··· ARTICOLO
Così dicendo, Rukminî si unì con Satyabhâma e andò con lei. C'era lì
Nârada,
maestro di saggezza, il quale, nell'intento di distruggere l'ego di
Satyabhâma, disse: "Madre Rukminî, riusciresti a pesare Krishna?"
"Nârada, -
rispose - La bilancia giusta per pesare Krishna è il Suo Nome, giacché
il
Nome equivale alla Forma e ha lo stesso peso".

Nârada però non demordeva: "Madre, devi ammettere che un nome non ha
una
forma specifica, mentre Krishna ha una Sua forma fisica; quindi,
occorre che
sulla bilancia si confrontino due forme della stessa natura, visibili".
Allora Rukminî pose sul piatto della bilancia la misera foglia di tulsî
che
aveva in mano.

Foglia, fiore, frutto e acqua.
Se è vero che Tu ti sottometti al devoto,
sia questa foglia di tulsî
a determinare il Tuo peso.
······
··· MATERIALE FORNITO
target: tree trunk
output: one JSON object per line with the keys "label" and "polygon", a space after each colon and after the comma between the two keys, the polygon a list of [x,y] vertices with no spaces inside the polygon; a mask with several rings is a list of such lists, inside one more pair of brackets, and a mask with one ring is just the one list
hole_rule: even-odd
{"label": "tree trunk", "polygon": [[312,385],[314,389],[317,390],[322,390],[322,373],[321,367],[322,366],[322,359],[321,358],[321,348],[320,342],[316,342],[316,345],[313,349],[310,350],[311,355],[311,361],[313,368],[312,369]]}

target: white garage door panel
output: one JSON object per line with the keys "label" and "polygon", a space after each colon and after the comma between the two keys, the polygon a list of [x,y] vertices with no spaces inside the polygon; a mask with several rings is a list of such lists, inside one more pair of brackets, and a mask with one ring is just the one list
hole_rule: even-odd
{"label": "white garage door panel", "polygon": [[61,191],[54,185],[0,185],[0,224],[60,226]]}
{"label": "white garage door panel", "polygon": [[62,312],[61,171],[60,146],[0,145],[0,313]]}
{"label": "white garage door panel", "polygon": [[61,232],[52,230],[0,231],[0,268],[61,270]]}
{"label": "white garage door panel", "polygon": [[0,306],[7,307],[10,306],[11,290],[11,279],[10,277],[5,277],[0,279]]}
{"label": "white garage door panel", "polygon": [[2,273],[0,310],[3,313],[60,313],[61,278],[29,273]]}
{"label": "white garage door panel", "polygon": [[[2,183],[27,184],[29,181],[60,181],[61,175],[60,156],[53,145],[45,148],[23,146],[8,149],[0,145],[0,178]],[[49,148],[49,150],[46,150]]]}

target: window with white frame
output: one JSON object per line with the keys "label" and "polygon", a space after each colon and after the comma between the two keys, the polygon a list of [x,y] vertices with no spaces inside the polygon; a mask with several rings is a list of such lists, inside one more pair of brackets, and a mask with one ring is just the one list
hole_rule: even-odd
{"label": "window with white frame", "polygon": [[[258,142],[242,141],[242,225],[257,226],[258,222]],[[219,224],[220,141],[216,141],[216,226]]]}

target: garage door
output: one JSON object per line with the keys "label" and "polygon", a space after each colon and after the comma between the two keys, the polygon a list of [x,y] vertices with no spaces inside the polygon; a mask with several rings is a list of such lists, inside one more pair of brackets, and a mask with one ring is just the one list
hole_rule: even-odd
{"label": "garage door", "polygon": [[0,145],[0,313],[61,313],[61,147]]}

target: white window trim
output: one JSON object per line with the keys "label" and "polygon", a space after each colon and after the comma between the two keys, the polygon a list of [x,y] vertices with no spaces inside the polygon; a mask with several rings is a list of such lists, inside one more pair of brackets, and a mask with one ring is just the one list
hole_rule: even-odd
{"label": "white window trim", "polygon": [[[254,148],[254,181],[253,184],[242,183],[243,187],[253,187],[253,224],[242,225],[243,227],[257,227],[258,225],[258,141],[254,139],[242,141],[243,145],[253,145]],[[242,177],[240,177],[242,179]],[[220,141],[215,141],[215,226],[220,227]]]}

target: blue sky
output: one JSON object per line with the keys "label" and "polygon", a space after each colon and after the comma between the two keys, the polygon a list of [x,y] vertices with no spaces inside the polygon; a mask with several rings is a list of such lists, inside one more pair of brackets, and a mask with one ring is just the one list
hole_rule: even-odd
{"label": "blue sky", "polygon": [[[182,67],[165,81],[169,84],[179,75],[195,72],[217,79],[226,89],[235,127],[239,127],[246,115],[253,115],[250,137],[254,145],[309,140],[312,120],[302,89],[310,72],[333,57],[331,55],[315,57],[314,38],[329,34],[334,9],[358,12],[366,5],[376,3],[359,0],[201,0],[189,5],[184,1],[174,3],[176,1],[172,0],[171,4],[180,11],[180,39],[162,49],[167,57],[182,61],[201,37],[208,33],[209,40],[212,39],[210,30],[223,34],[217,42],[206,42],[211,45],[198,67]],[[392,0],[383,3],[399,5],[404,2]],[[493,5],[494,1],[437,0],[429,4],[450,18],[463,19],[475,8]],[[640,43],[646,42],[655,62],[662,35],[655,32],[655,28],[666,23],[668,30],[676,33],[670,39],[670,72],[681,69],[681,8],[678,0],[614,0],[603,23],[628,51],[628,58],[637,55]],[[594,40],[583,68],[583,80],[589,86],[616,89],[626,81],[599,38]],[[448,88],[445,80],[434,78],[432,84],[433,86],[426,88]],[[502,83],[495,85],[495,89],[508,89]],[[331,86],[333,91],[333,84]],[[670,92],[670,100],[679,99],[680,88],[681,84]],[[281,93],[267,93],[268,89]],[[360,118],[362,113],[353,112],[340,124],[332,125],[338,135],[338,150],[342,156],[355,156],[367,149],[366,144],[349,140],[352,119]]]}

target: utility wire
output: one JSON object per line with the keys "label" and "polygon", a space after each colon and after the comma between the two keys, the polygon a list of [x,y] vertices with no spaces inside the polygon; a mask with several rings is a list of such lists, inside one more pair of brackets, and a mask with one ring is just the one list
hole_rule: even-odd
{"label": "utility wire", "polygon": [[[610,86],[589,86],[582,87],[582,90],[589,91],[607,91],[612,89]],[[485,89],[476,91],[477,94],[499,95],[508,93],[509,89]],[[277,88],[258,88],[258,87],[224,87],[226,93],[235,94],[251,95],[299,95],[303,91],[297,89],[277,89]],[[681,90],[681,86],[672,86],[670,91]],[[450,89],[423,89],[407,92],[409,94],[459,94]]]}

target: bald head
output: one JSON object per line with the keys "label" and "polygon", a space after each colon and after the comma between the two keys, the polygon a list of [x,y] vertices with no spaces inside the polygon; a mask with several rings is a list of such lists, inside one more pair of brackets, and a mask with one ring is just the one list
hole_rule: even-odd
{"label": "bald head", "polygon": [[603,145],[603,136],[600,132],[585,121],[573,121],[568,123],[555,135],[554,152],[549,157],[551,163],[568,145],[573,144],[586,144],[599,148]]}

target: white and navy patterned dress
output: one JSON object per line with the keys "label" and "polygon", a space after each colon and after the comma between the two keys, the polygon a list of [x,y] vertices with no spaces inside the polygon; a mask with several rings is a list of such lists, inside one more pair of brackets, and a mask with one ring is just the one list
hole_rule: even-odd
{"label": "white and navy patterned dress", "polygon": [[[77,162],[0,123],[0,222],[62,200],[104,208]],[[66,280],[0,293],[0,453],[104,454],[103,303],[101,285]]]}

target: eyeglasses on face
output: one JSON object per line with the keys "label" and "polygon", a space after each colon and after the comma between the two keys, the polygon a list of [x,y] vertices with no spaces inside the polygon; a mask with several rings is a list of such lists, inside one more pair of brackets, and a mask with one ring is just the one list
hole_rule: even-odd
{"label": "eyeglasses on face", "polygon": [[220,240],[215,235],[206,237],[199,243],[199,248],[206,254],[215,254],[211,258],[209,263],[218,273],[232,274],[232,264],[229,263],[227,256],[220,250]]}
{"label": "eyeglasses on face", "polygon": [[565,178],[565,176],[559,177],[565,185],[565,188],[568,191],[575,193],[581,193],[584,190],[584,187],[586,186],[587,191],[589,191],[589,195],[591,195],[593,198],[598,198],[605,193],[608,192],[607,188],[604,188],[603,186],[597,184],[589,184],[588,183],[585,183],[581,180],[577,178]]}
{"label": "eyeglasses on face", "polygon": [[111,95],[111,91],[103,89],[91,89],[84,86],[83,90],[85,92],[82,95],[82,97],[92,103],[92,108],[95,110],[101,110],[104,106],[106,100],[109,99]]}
······
ESERCIZI DA SVOLGERE →
A - Nell'articolo, che cosa pone Rukminî sul piatto della bilancia?
B - Riporta come elenco JSON di stringhe tutte le righe dei record, dalla riga che contiene "target: white and navy patterned dress" fino alla fine dei record, estremi inclusi. Metti una stringa per ogni riga e tralascia le righe vuote.

ESERCIZIO SVOLTO →
A - La foglia di tulsî che aveva in mano.

B -
[
  "target: white and navy patterned dress",
  "output: one JSON object per line with the keys \"label\" and \"polygon\", a space after each colon and after the comma between the two keys, the polygon a list of [x,y] vertices with no spaces inside the polygon; a mask with several rings is a list of such lists, inside one more pair of brackets, and a mask with one ring is just the one list",
  "hole_rule: even-odd",
  "{\"label\": \"white and navy patterned dress\", \"polygon\": [[[77,162],[0,123],[0,222],[62,200],[104,208]],[[66,280],[0,293],[0,453],[104,454],[103,303],[101,285]]]}",
  "target: eyeglasses on face",
  "output: one JSON object per line with the keys \"label\" and \"polygon\", a space after each colon and after the comma between the two keys, the polygon a list of [x,y] vertices with no spaces inside the polygon; a mask with several rings is a list of such lists, inside one more pair of brackets, and a mask with one ring is just the one list",
  "hole_rule: even-odd",
  "{\"label\": \"eyeglasses on face\", \"polygon\": [[220,240],[215,235],[206,237],[199,243],[199,248],[206,254],[215,254],[211,258],[209,263],[218,273],[232,274],[232,264],[229,263],[227,256],[220,250]]}",
  "{\"label\": \"eyeglasses on face\", \"polygon\": [[565,178],[565,176],[559,177],[565,185],[565,188],[568,191],[575,193],[581,193],[584,190],[584,187],[586,186],[587,191],[589,191],[589,195],[591,195],[593,198],[598,198],[605,193],[608,192],[607,188],[604,188],[603,186],[597,184],[589,184],[588,183],[585,183],[581,180],[577,178]]}",
  "{\"label\": \"eyeglasses on face\", \"polygon\": [[111,95],[111,91],[103,89],[91,89],[84,86],[83,90],[85,92],[82,95],[82,97],[92,103],[92,108],[95,110],[101,110],[104,106],[106,100],[109,99]]}"
]